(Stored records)
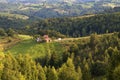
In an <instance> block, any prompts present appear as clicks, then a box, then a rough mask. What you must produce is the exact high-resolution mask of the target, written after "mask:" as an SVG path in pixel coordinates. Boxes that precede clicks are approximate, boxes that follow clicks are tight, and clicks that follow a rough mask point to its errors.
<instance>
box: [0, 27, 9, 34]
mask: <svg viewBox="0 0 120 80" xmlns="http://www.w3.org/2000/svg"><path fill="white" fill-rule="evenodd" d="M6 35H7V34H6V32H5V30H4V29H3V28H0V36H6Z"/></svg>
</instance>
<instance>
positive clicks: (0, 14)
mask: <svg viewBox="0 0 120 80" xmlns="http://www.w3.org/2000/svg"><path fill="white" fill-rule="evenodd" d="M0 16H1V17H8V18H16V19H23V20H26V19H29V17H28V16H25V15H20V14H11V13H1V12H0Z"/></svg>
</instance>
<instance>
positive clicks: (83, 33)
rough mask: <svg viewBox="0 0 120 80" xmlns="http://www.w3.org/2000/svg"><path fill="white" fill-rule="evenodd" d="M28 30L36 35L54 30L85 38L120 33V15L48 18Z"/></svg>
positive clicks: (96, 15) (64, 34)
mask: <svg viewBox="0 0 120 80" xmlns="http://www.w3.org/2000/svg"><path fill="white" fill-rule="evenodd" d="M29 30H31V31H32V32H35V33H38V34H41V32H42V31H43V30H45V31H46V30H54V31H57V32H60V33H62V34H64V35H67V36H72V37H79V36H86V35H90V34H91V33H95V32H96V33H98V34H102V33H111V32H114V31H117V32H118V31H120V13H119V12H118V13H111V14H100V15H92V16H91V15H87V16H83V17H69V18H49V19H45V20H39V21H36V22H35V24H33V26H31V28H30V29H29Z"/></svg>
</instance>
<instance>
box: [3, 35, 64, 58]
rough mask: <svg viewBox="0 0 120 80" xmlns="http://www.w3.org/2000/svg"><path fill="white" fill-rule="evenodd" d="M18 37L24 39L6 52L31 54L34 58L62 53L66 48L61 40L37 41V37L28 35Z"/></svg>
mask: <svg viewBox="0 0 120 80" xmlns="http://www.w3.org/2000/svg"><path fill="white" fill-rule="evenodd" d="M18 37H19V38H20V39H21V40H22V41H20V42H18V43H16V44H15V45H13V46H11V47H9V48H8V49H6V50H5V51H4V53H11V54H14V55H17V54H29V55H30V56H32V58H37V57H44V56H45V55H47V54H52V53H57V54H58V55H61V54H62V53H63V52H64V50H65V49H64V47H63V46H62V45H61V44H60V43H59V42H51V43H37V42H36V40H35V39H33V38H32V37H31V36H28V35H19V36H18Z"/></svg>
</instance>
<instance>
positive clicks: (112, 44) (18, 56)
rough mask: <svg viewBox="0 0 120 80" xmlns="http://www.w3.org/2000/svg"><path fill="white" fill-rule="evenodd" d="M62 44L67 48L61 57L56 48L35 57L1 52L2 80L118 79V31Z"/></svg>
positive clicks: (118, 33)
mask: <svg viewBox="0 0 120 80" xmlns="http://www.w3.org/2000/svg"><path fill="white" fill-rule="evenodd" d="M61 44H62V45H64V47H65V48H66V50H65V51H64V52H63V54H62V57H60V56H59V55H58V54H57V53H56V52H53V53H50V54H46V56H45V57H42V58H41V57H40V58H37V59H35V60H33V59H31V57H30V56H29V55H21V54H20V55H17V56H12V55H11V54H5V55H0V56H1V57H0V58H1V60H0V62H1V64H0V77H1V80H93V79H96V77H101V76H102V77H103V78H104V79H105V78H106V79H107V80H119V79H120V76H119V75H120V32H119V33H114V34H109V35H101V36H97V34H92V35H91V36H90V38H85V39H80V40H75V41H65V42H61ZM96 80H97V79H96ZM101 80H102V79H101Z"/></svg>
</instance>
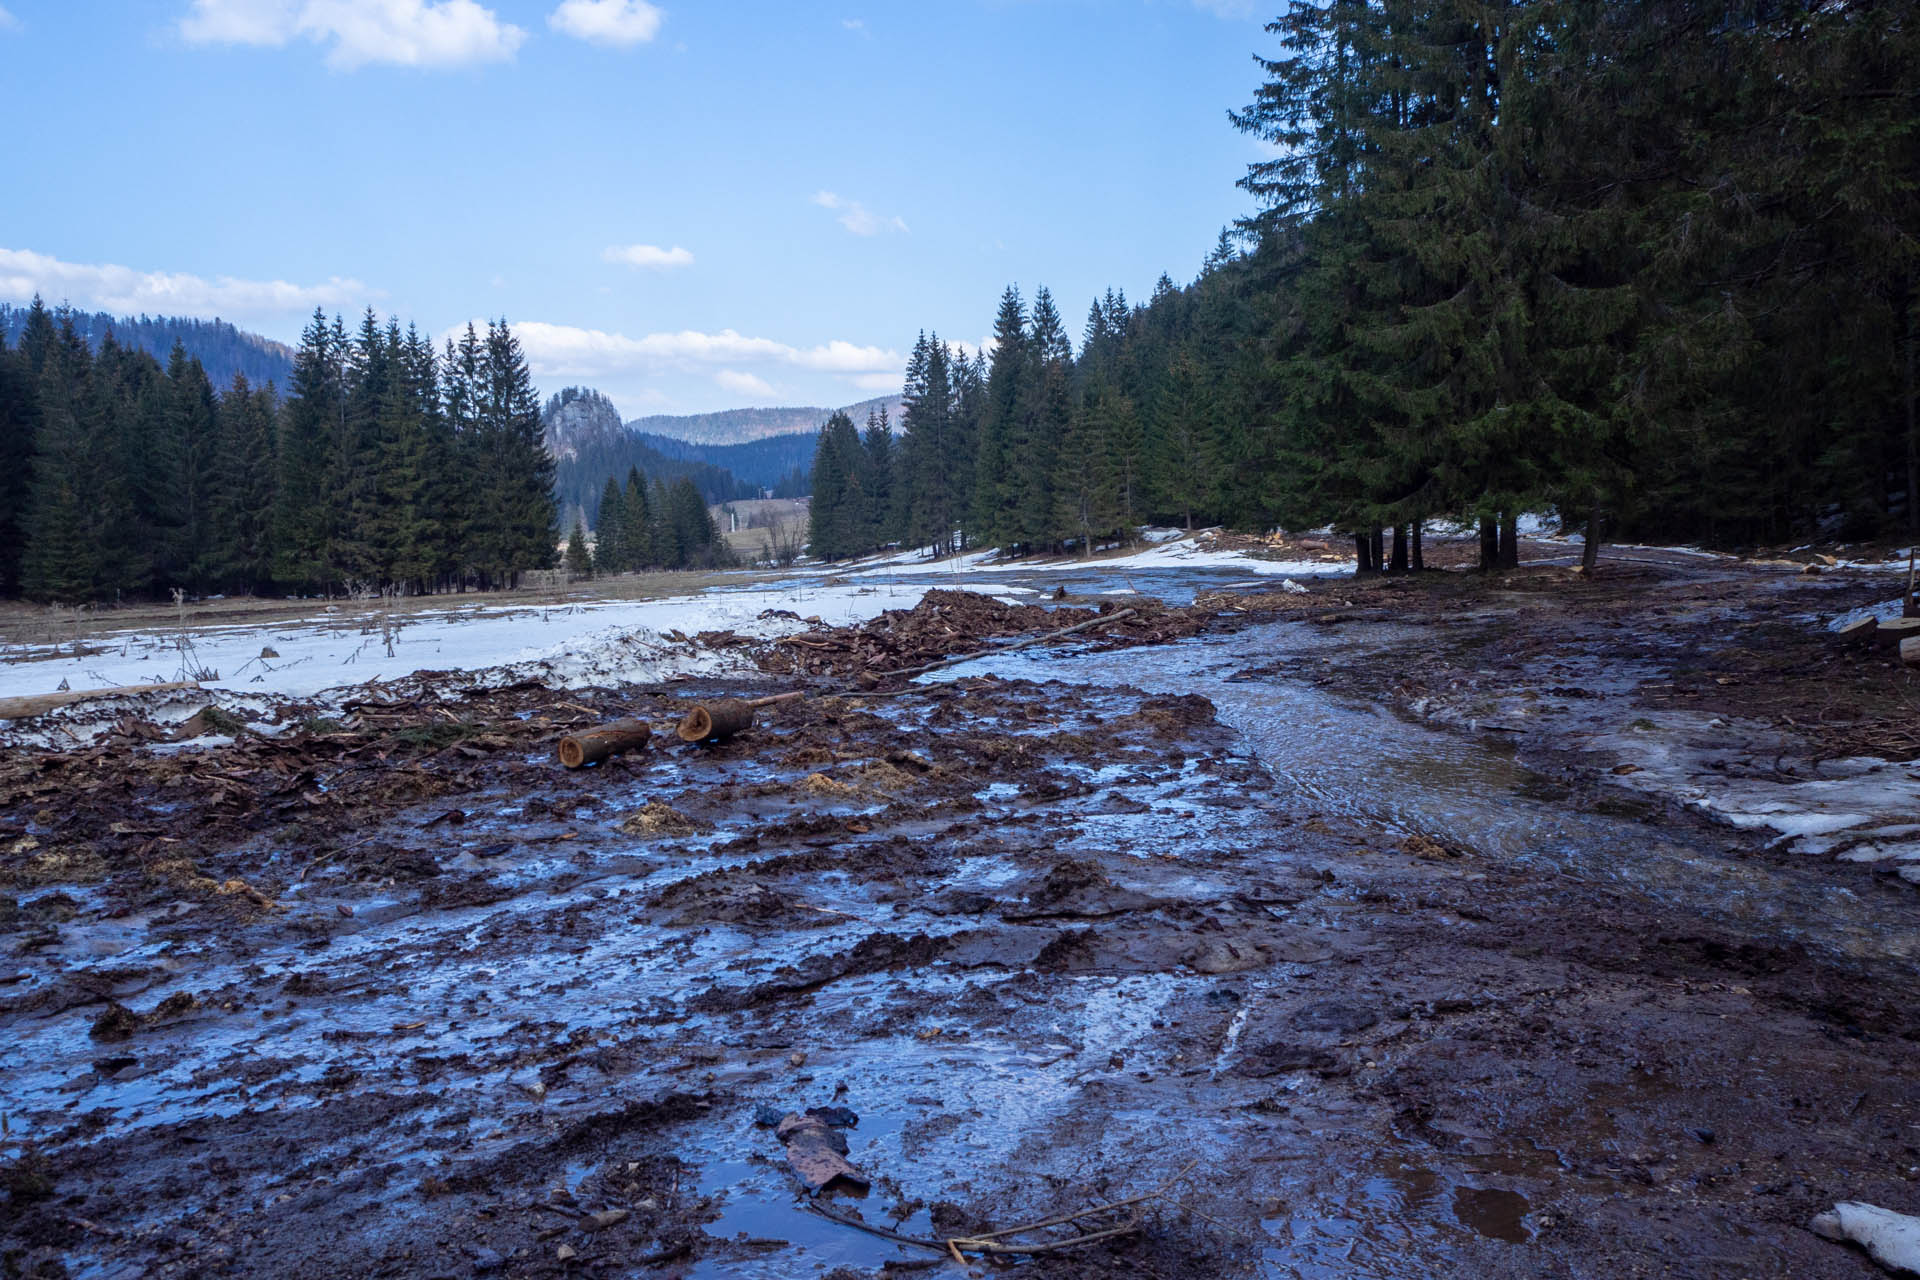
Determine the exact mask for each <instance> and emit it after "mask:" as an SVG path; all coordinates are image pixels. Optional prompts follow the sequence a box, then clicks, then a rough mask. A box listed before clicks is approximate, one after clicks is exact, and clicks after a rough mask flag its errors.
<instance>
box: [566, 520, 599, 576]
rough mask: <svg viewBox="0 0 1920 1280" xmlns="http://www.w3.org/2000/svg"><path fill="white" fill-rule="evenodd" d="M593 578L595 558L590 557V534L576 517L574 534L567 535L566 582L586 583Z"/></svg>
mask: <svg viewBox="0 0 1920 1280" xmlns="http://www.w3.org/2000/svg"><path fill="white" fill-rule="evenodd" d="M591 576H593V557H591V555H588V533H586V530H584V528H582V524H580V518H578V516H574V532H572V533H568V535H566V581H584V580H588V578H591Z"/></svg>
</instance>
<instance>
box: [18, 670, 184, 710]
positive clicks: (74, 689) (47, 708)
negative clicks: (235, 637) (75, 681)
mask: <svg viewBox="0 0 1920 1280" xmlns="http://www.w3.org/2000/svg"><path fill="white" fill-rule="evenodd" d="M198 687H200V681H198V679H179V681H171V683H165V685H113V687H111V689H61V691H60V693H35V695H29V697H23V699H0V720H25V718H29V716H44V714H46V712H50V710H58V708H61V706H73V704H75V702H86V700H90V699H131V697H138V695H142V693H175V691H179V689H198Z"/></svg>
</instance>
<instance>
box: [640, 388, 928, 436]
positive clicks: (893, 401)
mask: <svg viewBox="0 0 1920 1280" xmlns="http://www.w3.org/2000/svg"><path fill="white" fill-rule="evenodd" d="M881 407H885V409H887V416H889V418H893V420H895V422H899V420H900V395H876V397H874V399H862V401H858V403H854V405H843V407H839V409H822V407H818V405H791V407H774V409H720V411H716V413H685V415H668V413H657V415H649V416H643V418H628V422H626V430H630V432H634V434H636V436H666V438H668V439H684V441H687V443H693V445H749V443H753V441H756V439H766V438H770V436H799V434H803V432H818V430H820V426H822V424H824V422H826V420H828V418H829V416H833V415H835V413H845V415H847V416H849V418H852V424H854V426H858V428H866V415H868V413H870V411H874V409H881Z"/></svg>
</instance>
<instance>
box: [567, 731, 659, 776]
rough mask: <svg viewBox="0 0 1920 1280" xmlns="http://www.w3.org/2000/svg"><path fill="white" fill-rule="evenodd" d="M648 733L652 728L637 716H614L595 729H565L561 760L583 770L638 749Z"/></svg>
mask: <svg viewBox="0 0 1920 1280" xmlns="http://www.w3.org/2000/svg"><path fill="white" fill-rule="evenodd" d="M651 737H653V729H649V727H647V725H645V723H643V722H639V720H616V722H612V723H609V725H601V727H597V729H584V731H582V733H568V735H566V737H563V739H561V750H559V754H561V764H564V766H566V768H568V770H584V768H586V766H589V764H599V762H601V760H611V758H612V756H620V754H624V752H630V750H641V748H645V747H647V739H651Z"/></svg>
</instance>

Exercise objective. Pull out every line of the data above that contains the string "positive". Case counts when matching.

Task solution.
positive clicks: (0, 14)
positive clicks: (83, 33)
positive clicks: (96, 15) (64, 34)
positive clicks: (112, 44) (18, 56)
positive clicks: (118, 33)
positive clicks: (74, 689) (47, 708)
positive clicks: (893, 401)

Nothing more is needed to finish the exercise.